Dataset records:
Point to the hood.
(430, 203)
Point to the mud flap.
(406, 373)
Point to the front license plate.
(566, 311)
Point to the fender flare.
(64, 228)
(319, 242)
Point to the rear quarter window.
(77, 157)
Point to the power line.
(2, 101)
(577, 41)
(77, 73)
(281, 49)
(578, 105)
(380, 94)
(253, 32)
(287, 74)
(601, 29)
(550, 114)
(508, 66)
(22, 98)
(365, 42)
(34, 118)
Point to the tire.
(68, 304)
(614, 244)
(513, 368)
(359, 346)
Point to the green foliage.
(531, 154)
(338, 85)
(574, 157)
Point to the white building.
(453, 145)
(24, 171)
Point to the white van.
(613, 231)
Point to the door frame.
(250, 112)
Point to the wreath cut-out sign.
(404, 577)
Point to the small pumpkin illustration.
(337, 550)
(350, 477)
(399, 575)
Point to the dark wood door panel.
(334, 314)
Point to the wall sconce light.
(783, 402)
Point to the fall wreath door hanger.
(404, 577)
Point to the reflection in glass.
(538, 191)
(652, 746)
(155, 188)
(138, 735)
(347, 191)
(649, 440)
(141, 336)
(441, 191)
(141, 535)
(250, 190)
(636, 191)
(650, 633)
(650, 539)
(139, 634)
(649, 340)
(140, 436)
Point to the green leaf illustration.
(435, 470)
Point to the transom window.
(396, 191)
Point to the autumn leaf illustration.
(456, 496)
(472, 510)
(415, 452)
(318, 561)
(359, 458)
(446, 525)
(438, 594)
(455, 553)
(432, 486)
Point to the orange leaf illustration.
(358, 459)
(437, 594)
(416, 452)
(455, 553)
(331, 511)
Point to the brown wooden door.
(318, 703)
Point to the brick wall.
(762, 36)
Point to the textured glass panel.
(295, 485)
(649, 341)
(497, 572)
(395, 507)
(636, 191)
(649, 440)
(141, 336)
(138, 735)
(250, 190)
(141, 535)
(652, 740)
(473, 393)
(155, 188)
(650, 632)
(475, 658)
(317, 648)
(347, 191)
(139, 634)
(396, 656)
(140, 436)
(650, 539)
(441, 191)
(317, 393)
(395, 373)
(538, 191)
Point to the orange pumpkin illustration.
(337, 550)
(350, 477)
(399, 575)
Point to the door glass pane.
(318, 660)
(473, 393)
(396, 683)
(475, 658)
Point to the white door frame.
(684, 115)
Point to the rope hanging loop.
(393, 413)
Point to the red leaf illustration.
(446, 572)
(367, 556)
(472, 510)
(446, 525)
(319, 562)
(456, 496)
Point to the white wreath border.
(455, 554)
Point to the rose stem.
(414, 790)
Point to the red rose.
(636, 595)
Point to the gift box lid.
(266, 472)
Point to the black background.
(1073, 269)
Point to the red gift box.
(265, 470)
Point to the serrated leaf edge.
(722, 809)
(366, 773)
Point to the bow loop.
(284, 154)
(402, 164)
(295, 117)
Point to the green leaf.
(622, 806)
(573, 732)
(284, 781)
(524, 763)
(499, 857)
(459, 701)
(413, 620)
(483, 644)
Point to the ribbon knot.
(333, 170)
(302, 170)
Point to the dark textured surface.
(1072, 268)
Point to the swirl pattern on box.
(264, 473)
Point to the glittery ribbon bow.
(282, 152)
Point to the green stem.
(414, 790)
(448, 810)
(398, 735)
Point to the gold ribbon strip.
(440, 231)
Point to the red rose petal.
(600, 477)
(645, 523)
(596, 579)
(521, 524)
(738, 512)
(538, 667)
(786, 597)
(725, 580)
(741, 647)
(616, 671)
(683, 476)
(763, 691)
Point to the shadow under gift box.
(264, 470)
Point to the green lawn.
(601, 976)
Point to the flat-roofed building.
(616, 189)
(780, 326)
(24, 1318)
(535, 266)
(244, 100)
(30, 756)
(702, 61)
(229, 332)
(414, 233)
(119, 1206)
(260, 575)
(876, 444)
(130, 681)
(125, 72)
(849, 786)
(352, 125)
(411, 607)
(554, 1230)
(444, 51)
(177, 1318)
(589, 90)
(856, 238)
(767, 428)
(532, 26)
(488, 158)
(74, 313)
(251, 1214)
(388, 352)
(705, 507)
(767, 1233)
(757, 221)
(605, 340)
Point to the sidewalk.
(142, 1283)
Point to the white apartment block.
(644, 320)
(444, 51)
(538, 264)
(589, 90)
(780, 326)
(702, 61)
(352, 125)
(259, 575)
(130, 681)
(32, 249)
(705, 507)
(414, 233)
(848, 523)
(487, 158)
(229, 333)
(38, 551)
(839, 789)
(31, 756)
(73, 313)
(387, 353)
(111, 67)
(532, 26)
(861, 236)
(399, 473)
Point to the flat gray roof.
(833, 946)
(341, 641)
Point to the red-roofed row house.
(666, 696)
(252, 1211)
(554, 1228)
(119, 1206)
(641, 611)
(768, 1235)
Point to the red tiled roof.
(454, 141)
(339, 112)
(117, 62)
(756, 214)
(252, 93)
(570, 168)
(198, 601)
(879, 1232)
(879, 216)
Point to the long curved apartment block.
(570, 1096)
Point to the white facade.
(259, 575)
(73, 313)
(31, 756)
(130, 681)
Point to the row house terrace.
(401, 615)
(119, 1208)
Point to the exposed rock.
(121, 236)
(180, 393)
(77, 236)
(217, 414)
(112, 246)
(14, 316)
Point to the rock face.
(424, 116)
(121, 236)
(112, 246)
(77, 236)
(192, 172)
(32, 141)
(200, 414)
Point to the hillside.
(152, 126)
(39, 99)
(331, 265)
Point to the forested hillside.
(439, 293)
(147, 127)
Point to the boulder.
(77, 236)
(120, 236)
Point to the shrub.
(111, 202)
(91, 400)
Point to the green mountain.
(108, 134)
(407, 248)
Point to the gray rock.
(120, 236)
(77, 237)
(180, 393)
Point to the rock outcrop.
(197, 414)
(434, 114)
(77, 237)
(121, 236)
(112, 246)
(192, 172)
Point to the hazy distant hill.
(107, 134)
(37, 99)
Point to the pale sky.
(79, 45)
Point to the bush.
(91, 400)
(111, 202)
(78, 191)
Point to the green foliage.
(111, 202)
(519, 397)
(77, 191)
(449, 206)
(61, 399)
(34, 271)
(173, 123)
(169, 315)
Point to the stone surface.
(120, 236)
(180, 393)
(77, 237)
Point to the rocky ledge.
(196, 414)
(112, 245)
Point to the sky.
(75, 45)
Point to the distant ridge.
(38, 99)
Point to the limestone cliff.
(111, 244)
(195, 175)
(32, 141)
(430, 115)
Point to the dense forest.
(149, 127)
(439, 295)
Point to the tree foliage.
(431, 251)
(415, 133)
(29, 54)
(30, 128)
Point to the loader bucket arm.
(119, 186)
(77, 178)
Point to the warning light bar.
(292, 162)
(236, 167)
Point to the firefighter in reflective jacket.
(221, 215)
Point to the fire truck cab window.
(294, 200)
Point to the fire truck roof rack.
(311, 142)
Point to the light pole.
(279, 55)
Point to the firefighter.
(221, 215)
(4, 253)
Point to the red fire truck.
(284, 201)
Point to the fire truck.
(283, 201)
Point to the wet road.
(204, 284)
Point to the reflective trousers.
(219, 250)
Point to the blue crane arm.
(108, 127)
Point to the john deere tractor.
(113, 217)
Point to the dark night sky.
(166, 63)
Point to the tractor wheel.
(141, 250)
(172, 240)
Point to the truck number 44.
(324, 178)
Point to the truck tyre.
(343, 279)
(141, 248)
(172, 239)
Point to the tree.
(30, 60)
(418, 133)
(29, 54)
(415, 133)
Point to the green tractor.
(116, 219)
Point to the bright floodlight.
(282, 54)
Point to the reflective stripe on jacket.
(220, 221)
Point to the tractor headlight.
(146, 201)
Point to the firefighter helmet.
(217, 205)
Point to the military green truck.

Task objective: Reproduce every one of the records above word for word, keeping each line in its original order.

Task solution:
Point to the hood.
(430, 203)
Point to the mud flap.
(406, 373)
Point to the front license plate.
(566, 311)
Point to the fender flare.
(64, 228)
(319, 242)
Point to the rear quarter window.
(77, 157)
Point to the power line.
(2, 101)
(577, 41)
(77, 73)
(281, 49)
(578, 105)
(380, 94)
(253, 32)
(287, 74)
(601, 29)
(550, 114)
(508, 66)
(22, 98)
(365, 42)
(34, 118)
Point to the tire.
(68, 304)
(614, 244)
(513, 368)
(359, 346)
Point to the green foliage.
(531, 154)
(338, 85)
(574, 157)
Point to the white building.
(453, 145)
(24, 171)
Point to the white van.
(613, 231)
Point to the door frame.
(250, 112)
Point to the wreath cut-out sign.
(404, 577)
Point to the small pumpkin illustration.
(337, 550)
(350, 477)
(399, 575)
Point to the dark wood door panel.
(334, 314)
Point to the wall sconce light.
(783, 402)
Point to the fall wreath door hanger.
(404, 577)
Point to the reflection in glass.
(538, 191)
(652, 746)
(155, 188)
(138, 735)
(347, 191)
(649, 440)
(141, 336)
(441, 191)
(141, 535)
(250, 190)
(636, 191)
(650, 633)
(650, 539)
(139, 634)
(649, 340)
(140, 436)
Point to the green leaf illustration.
(435, 470)
Point to the transom window.
(396, 191)
Point to the autumn leaf illustration.
(456, 496)
(472, 510)
(415, 452)
(318, 561)
(359, 458)
(446, 525)
(438, 594)
(455, 553)
(432, 486)
Point to the orange leaf illustration.
(358, 459)
(437, 594)
(416, 452)
(455, 553)
(331, 511)
Point to the brown wooden door.
(318, 703)
Point to the brick wall.
(762, 36)
Point to the textured glass panel.
(295, 485)
(649, 341)
(497, 572)
(395, 507)
(636, 191)
(649, 440)
(141, 336)
(138, 735)
(250, 190)
(141, 535)
(652, 740)
(473, 393)
(155, 188)
(650, 632)
(475, 658)
(317, 648)
(347, 191)
(139, 634)
(396, 656)
(140, 436)
(650, 539)
(441, 191)
(317, 393)
(395, 373)
(538, 191)
Point to the orange pumpkin illustration.
(337, 550)
(350, 477)
(399, 575)
Point to the door glass pane.
(318, 660)
(473, 393)
(396, 683)
(475, 658)
Point to the white door frame.
(684, 115)
Point to the rope hanging loop.
(393, 413)
Point to the red leaf illustration.
(446, 572)
(367, 556)
(472, 510)
(446, 525)
(319, 562)
(456, 496)
Point to the white wreath border.
(455, 554)
Point to the rose stem.
(414, 790)
Point to the red rose.
(636, 595)
Point to the gift box lid.
(266, 472)
Point to the black background.
(1073, 269)
Point to the red gift box.
(265, 470)
Point to the serrated leaf edge.
(722, 809)
(366, 773)
Point to the bow loop.
(284, 154)
(402, 164)
(295, 117)
Point to the green leaf.
(622, 806)
(573, 732)
(284, 781)
(524, 763)
(499, 857)
(459, 701)
(413, 620)
(483, 644)
Point to the ribbon knot.
(333, 170)
(302, 170)
Point to the dark textured surface.
(1072, 268)
Point to the swirl pattern on box.
(264, 473)
Point to the glittery ribbon bow.
(282, 152)
Point to the green stem.
(414, 790)
(448, 810)
(398, 735)
Point to the gold ribbon strip.
(440, 231)
Point to the red rose petal.
(600, 477)
(645, 523)
(596, 579)
(521, 524)
(738, 512)
(538, 667)
(786, 597)
(725, 580)
(741, 647)
(616, 671)
(683, 476)
(763, 691)
Point to the shadow under gift box.
(264, 470)
Point to the green lawn.
(601, 976)
Point to the flat-roofed building.
(616, 189)
(780, 326)
(24, 1318)
(535, 266)
(244, 100)
(30, 756)
(702, 61)
(229, 332)
(414, 233)
(119, 1206)
(260, 575)
(876, 444)
(130, 681)
(125, 72)
(849, 786)
(352, 125)
(411, 607)
(554, 1230)
(444, 51)
(177, 1318)
(589, 90)
(856, 238)
(767, 428)
(532, 26)
(488, 158)
(74, 313)
(251, 1214)
(388, 352)
(705, 507)
(767, 1233)
(757, 221)
(605, 340)
Point to the sidewalk.
(142, 1283)
Point to the white apartment block.
(644, 320)
(444, 51)
(538, 264)
(589, 90)
(780, 326)
(702, 61)
(352, 125)
(259, 575)
(130, 681)
(32, 249)
(705, 507)
(414, 233)
(848, 523)
(487, 158)
(229, 333)
(38, 551)
(839, 789)
(31, 756)
(73, 313)
(387, 353)
(111, 67)
(532, 26)
(861, 236)
(399, 473)
Point to the flat gray roof.
(833, 946)
(341, 641)
Point to the red-roofed row house.
(666, 696)
(252, 1211)
(554, 1228)
(119, 1206)
(641, 611)
(768, 1235)
Point to the red tiled roof.
(454, 141)
(339, 112)
(117, 62)
(756, 214)
(252, 93)
(570, 168)
(198, 601)
(879, 1232)
(879, 216)
Point to the long curved apartment block.
(570, 1096)
Point to the white facade.
(259, 575)
(73, 313)
(31, 756)
(130, 681)
Point to the row house terrace.
(401, 615)
(119, 1208)
Point to the exposed rock.
(121, 236)
(180, 393)
(77, 236)
(217, 414)
(112, 246)
(14, 316)
Point to the rock face.
(424, 116)
(121, 236)
(112, 246)
(77, 236)
(192, 172)
(32, 141)
(200, 414)
Point to the hillside.
(152, 126)
(39, 99)
(331, 265)
Point to the forested hillside.
(439, 293)
(147, 127)
Point to the boulder.
(77, 236)
(120, 236)
Point to the shrub.
(111, 202)
(91, 400)
Point to the green mountain.
(108, 134)
(407, 248)
Point to the gray rock.
(120, 236)
(77, 237)
(180, 393)
Point to the rock outcrop.
(197, 414)
(434, 114)
(77, 237)
(121, 236)
(112, 246)
(192, 172)
Point to the hazy distant hill.
(107, 134)
(37, 99)
Point to the pale sky.
(79, 45)
Point to the bush.
(91, 400)
(111, 202)
(78, 191)
Point to the green foliage.
(111, 202)
(519, 397)
(77, 191)
(449, 206)
(61, 399)
(34, 271)
(173, 123)
(169, 315)
Point to the stone surface.
(120, 236)
(180, 393)
(77, 237)
Point to the rocky ledge.
(196, 414)
(112, 245)
Point to the sky.
(75, 45)
Point to the distant ridge.
(38, 99)
Point to the limestone cliff.
(111, 244)
(195, 175)
(32, 141)
(430, 115)
Point to the dense forest.
(149, 127)
(439, 295)
Point to the tree foliage.
(431, 251)
(415, 133)
(29, 54)
(30, 128)
Point to the loader bucket arm.
(119, 186)
(77, 178)
Point to the warning light bar.
(292, 162)
(236, 167)
Point to the firefighter in reflective jacket.
(221, 215)
Point to the fire truck cab window.
(294, 200)
Point to the fire truck roof rack.
(311, 142)
Point to the light pole.
(279, 55)
Point to the firefighter.
(221, 215)
(4, 253)
Point to the red fire truck.
(284, 201)
Point to the fire truck.
(283, 201)
Point to the wet road.
(204, 284)
Point to the reflective trousers.
(219, 250)
Point to the blue crane arm.
(108, 127)
Point to the john deere tractor.
(113, 217)
Point to the dark night sky.
(166, 63)
Point to the tractor wheel.
(141, 250)
(172, 240)
Point to the truck number 44.
(324, 178)
Point to the truck tyre.
(343, 279)
(141, 248)
(172, 239)
Point to the tree.
(30, 60)
(418, 133)
(29, 54)
(415, 133)
Point to the green tractor.
(116, 219)
Point to the bright floodlight.
(282, 54)
Point to the reflective stripe on jacket.
(220, 221)
Point to the tractor headlight.
(146, 201)
Point to the firefighter helmet.
(217, 205)
Point to the military green truck.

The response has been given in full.